--- Start ---

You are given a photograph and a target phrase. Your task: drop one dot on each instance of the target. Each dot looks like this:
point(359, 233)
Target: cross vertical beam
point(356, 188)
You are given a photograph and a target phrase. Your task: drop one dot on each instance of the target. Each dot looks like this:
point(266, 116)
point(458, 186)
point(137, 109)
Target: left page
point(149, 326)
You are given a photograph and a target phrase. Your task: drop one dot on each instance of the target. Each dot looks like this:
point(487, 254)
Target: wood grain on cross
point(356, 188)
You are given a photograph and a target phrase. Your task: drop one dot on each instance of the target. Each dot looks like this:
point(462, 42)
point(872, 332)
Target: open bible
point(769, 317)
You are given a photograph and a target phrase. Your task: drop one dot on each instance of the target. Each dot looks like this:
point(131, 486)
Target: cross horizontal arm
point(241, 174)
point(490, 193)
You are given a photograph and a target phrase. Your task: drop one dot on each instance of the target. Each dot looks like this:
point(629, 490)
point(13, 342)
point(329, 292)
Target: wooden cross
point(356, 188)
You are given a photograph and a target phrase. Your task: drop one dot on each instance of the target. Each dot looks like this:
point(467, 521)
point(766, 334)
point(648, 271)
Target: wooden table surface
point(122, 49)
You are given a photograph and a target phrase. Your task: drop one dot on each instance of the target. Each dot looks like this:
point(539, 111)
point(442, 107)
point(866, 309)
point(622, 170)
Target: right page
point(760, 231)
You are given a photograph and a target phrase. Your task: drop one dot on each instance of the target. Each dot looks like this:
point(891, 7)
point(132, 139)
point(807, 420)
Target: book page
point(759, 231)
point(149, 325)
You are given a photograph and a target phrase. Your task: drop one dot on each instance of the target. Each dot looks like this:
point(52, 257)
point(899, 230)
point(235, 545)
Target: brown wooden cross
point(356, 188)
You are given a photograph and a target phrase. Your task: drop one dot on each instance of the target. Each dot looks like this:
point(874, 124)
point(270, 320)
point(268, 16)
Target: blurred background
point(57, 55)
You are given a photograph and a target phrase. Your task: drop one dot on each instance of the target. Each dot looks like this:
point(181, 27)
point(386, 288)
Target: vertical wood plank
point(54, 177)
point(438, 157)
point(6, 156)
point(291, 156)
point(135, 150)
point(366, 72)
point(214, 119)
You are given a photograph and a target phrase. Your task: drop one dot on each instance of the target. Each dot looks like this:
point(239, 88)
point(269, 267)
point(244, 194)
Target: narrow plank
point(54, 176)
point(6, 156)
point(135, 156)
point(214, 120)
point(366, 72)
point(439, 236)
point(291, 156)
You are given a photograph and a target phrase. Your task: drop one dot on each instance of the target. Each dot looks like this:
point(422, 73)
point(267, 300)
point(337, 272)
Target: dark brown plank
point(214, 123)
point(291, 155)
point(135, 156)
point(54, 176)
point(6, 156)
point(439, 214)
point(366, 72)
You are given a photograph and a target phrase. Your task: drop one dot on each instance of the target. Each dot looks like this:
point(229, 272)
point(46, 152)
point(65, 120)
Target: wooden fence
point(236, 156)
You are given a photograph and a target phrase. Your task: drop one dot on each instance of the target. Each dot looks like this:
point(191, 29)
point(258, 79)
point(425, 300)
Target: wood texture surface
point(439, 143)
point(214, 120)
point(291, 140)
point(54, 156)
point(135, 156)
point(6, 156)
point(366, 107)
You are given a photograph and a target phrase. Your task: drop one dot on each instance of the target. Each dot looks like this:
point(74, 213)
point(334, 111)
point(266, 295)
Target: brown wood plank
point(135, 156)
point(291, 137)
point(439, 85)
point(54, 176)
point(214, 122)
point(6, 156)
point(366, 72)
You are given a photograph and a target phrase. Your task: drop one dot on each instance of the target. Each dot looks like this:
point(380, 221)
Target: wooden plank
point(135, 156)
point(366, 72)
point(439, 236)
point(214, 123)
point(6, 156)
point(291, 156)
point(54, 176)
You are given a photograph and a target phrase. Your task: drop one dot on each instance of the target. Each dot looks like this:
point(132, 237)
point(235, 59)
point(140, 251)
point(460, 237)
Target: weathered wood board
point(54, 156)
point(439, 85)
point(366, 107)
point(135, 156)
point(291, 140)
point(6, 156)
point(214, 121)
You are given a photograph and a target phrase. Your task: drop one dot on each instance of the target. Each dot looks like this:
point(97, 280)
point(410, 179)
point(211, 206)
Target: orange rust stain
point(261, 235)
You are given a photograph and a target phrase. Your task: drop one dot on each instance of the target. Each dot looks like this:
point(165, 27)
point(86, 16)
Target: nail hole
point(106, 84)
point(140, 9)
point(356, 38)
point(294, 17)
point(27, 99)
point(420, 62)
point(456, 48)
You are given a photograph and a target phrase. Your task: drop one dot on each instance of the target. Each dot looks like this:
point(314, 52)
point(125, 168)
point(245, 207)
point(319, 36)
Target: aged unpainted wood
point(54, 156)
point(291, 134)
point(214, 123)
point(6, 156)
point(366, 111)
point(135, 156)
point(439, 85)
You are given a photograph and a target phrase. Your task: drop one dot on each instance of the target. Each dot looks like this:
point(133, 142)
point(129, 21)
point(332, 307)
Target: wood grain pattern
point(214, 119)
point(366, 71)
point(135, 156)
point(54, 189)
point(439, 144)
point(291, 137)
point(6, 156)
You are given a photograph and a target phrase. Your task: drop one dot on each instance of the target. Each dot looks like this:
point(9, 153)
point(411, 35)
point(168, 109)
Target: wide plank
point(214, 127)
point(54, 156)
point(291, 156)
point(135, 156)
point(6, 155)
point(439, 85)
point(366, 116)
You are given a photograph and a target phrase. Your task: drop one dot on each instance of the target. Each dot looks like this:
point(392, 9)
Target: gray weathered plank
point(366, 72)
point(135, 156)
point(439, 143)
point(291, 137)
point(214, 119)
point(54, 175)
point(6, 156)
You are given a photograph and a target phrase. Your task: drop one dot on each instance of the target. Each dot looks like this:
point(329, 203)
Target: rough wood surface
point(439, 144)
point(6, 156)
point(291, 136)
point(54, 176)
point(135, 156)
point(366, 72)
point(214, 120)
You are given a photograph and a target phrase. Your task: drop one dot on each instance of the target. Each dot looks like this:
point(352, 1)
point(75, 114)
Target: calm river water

--- End ---

Reproduce the data verbatim from its first line through the line containing "point(760, 231)", including both of those lines.

You are given a photograph and a target phrase. Your task: drop one dot on each instance of the target. Each dot looks like this:
point(359, 233)
Target: cross vertical beam
point(356, 188)
You are given a photograph and a target phrase. Your task: drop one dot on each instance of the target. Each dot looks like this:
point(266, 116)
point(458, 186)
point(137, 109)
Target: left page
point(149, 326)
You are given a photograph and a target phrase. Your task: drop one dot on each instance of the target. Each dot looks like this:
point(487, 254)
Target: wood grain on cross
point(356, 188)
You are given a photograph and a target phrase. Your task: drop one dot on each instance of the target. Each dot looks like this:
point(462, 42)
point(872, 332)
Target: open bible
point(769, 317)
You are given a photograph and a target phrase. Your task: drop one dot on each instance of the target. Each dot looks like this:
point(131, 486)
Target: cross horizontal arm
point(241, 174)
point(490, 193)
You are given a photograph and a target phrase. Your task: drop one dot on each instance of the target. Each dot looks like this:
point(629, 490)
point(13, 342)
point(329, 292)
Target: wooden cross
point(356, 188)
You are given a photograph and a target phrase. Your task: drop one dot on each instance of the target. Each dot looks like this:
point(467, 521)
point(766, 334)
point(648, 271)
Target: wooden table surface
point(122, 49)
You are given a photograph and a target phrase. Your task: drop one dot on each instance of the target. Each dot looks like this:
point(539, 111)
point(442, 107)
point(866, 309)
point(622, 170)
Target: right page
point(760, 231)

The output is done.